| What you need to do |
In the records below, starting at the line that contains "Practice step: identify the small" and ending at the line that contains "Target: small gray pebble", replace "pebble" with "stone" and keep everything else the same. Leave the pictures out of your version.

| Supplied entries |
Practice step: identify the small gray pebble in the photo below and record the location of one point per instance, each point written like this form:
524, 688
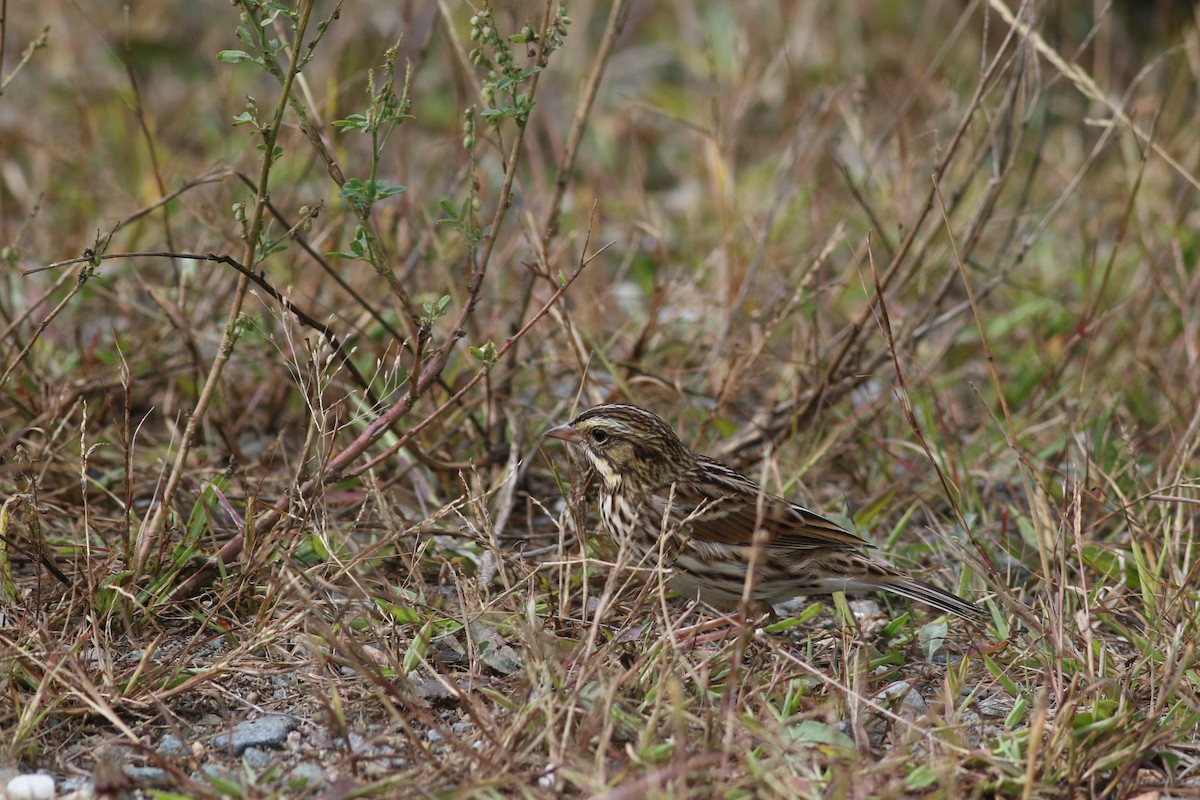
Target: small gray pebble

---

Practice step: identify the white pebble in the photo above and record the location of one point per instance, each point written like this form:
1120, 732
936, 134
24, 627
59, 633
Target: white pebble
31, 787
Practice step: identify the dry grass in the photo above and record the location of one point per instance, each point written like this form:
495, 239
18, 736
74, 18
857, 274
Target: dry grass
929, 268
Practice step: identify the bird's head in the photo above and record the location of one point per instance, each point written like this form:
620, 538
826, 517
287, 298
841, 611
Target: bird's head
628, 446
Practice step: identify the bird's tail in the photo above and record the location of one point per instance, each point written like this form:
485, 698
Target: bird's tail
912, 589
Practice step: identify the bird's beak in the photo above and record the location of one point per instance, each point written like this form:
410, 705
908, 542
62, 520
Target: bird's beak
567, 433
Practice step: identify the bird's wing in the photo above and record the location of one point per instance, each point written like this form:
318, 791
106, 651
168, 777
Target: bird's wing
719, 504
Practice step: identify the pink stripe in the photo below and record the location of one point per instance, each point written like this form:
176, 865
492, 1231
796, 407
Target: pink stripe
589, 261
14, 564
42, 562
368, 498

| Complete output |
Practice step: identify the small gray stone in the photo below and record the location of one point per instance, each point written like this form:
524, 688
Target: small gray stone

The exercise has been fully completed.